Rows:
— START —
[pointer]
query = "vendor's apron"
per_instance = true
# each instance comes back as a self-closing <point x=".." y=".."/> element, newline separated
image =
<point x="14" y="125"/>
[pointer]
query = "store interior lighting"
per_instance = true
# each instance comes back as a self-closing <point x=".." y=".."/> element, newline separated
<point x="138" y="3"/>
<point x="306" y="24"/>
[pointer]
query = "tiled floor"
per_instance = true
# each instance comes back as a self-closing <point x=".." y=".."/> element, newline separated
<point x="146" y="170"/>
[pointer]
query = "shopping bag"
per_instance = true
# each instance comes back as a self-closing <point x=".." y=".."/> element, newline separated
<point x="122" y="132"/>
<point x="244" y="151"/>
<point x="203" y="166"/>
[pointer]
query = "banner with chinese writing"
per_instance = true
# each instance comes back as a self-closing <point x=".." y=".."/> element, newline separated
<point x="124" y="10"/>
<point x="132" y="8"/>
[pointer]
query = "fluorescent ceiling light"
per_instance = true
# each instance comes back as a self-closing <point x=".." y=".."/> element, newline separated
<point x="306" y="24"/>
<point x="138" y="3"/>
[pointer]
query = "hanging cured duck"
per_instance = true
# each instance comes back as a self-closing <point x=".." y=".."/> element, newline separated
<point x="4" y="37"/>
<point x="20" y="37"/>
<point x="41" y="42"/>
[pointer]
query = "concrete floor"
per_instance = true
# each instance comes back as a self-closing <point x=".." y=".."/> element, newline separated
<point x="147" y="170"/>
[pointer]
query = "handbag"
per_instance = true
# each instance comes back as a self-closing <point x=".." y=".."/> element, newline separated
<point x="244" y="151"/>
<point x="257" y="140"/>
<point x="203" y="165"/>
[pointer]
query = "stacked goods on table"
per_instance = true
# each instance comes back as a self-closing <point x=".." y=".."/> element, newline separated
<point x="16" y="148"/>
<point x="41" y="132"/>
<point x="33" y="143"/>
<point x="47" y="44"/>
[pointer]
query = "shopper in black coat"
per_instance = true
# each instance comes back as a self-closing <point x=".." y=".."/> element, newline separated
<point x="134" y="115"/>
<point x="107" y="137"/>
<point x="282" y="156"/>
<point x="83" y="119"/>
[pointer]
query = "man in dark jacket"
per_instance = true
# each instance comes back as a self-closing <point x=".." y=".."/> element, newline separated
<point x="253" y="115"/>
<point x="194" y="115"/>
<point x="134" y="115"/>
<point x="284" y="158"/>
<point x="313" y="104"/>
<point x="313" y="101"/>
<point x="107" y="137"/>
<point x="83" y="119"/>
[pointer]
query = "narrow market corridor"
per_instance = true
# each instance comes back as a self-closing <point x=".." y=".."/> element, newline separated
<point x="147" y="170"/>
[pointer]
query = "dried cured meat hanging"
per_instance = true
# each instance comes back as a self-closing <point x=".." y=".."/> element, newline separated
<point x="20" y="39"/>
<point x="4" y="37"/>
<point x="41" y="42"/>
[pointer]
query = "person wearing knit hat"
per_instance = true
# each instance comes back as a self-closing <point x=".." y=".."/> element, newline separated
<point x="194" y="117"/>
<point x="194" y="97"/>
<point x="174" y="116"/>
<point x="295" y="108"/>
— END —
Exercise brief:
Copy the data above in full, character for character.

Finished answer:
[pointer]
query = "vendor's apron"
per_instance = true
# each instance comes back as a self-closing <point x=".." y=".."/> element, newline separated
image =
<point x="14" y="125"/>
[pointer]
query = "store interior lighting"
per_instance = true
# each instance comes back as a self-closing <point x=".." y=".."/> element, newline separated
<point x="138" y="3"/>
<point x="306" y="24"/>
[pointer]
query = "tiled floor"
per_instance = true
# each instance comes back as a self-closing <point x=".." y=".."/> element, newline separated
<point x="146" y="170"/>
[pointer]
query = "shopping bag"
per_instance = true
# each instance comes back as a self-closing <point x=".." y=".."/> element, newline separated
<point x="122" y="132"/>
<point x="244" y="151"/>
<point x="203" y="166"/>
[pointer]
query = "banner with chinese writing"
per_instance = true
# each instance comes back as a self-closing <point x=".." y=".."/> element, newline separated
<point x="124" y="10"/>
<point x="132" y="8"/>
[pointer]
query = "fluorescent ceiling light"
per_instance = true
# each instance comes back as a self-closing <point x=".." y=".."/> element, newline separated
<point x="306" y="24"/>
<point x="138" y="3"/>
[pointer]
query = "hanging cured duck"
per_instance = true
# each instance comes back as a self-closing <point x=".." y=".."/> element, newline separated
<point x="4" y="37"/>
<point x="20" y="37"/>
<point x="41" y="42"/>
[pointer]
query = "concrete floor"
per_instance = true
# each instance comes back as a self-closing <point x=".." y=".."/> element, newline separated
<point x="147" y="170"/>
[pointer]
query = "handbag"
per_instance = true
# each instance comes back as a self-closing <point x=".." y=".."/> element, newline separated
<point x="244" y="151"/>
<point x="257" y="140"/>
<point x="203" y="165"/>
[pointer]
query = "stacked goods on table"
per_instance = true
# each instance comes back as a self-closing <point x=".." y=".."/> element, newline separated
<point x="16" y="148"/>
<point x="41" y="132"/>
<point x="33" y="143"/>
<point x="47" y="44"/>
[pointer]
query = "shopper in black coat"
per_instance = true
# each instance comes back as a self-closing <point x=".." y=".."/> element, newline separated
<point x="134" y="115"/>
<point x="107" y="137"/>
<point x="282" y="156"/>
<point x="83" y="119"/>
[pointer]
query = "man in dark jacket"
per_instance = true
# each instance comes back as a self-closing <point x=".." y=".."/> element, newline separated
<point x="253" y="115"/>
<point x="194" y="115"/>
<point x="134" y="115"/>
<point x="284" y="158"/>
<point x="313" y="104"/>
<point x="313" y="101"/>
<point x="107" y="137"/>
<point x="83" y="119"/>
[pointer]
query = "narrow market corridor"
per_instance = true
# each instance comes back as a self-closing <point x=".." y=".."/> element, newline separated
<point x="147" y="170"/>
[pointer]
query = "dried cured meat hanging"
per_instance = true
# each instance comes back as a self-closing <point x=".." y=".."/> element, newline separated
<point x="20" y="39"/>
<point x="4" y="37"/>
<point x="41" y="42"/>
[pointer]
query = "person wearing knit hat"
per_instance = true
# each instance comes back as a self-closing <point x=".." y=".."/> element, newline separated
<point x="194" y="117"/>
<point x="194" y="97"/>
<point x="174" y="116"/>
<point x="295" y="108"/>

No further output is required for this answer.